Task statement: Return, unchanged, each line of the items below that contains the string "sleeve". Treat uppercase and lowercase letters as distinct.

Entries from a dataset:
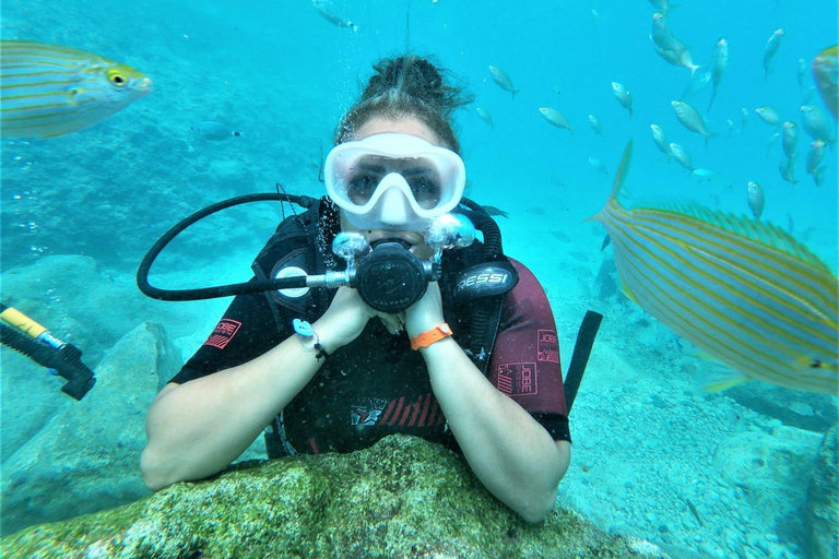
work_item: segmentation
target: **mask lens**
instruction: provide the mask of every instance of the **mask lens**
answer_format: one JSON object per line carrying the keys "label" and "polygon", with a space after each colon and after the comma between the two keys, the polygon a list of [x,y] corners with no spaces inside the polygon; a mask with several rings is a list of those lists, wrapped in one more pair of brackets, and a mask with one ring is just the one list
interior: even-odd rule
{"label": "mask lens", "polygon": [[324,176],[330,198],[353,215],[354,225],[365,228],[388,223],[379,214],[385,207],[381,201],[393,194],[392,189],[402,191],[405,211],[413,214],[410,227],[424,227],[458,204],[465,185],[463,162],[456,153],[400,133],[333,147]]}
{"label": "mask lens", "polygon": [[387,174],[386,167],[378,159],[381,157],[364,157],[347,169],[346,198],[352,203],[364,205],[373,198],[376,187]]}
{"label": "mask lens", "polygon": [[440,176],[432,167],[412,167],[402,171],[414,200],[423,210],[434,210],[440,203]]}

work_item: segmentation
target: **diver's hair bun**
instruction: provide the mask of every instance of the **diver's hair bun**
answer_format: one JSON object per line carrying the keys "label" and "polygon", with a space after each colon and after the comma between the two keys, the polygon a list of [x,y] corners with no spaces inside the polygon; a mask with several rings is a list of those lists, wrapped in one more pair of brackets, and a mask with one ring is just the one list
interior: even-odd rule
{"label": "diver's hair bun", "polygon": [[374,64],[373,69],[377,73],[367,83],[362,102],[399,92],[449,115],[471,100],[462,96],[459,87],[446,83],[444,70],[438,70],[430,60],[415,55],[386,58]]}
{"label": "diver's hair bun", "polygon": [[413,117],[434,130],[449,148],[460,152],[452,114],[472,103],[472,96],[454,85],[446,70],[430,58],[416,55],[386,58],[373,69],[376,73],[364,87],[362,97],[341,118],[335,143],[353,138],[355,130],[373,118]]}

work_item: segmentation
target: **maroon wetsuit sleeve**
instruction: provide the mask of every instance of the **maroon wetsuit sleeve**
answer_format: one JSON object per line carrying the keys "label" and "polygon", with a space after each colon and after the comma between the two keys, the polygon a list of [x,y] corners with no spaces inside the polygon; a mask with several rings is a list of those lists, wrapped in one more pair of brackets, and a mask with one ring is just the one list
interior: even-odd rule
{"label": "maroon wetsuit sleeve", "polygon": [[570,440],[556,322],[533,273],[510,259],[519,283],[505,296],[489,381],[557,440]]}

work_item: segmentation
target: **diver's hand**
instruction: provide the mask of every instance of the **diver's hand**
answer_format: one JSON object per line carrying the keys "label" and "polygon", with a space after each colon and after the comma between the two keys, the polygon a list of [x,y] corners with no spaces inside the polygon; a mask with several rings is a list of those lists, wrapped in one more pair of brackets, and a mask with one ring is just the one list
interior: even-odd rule
{"label": "diver's hand", "polygon": [[410,337],[416,337],[444,322],[440,286],[432,282],[423,298],[405,311],[405,330]]}
{"label": "diver's hand", "polygon": [[367,321],[375,316],[376,311],[362,300],[358,292],[351,287],[339,287],[327,312],[311,329],[318,334],[320,345],[331,354],[358,337]]}

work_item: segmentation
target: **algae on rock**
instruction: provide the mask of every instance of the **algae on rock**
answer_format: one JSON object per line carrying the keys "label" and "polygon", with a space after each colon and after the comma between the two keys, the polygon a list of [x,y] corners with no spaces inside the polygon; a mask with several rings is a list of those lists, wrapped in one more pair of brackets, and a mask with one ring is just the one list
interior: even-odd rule
{"label": "algae on rock", "polygon": [[528,524],[462,459],[391,436],[352,454],[235,466],[126,507],[27,528],[4,558],[665,557],[556,509]]}

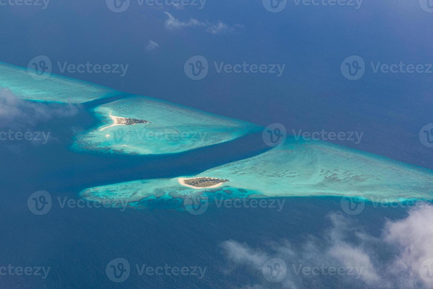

Worked answer:
target: **maroon wetsuit sleeve**
instruction: provide the mask of every instance of the **maroon wetsuit sleeve**
{"label": "maroon wetsuit sleeve", "polygon": [[570,440],[556,322],[533,273],[510,259],[519,283],[505,296],[489,381],[557,440]]}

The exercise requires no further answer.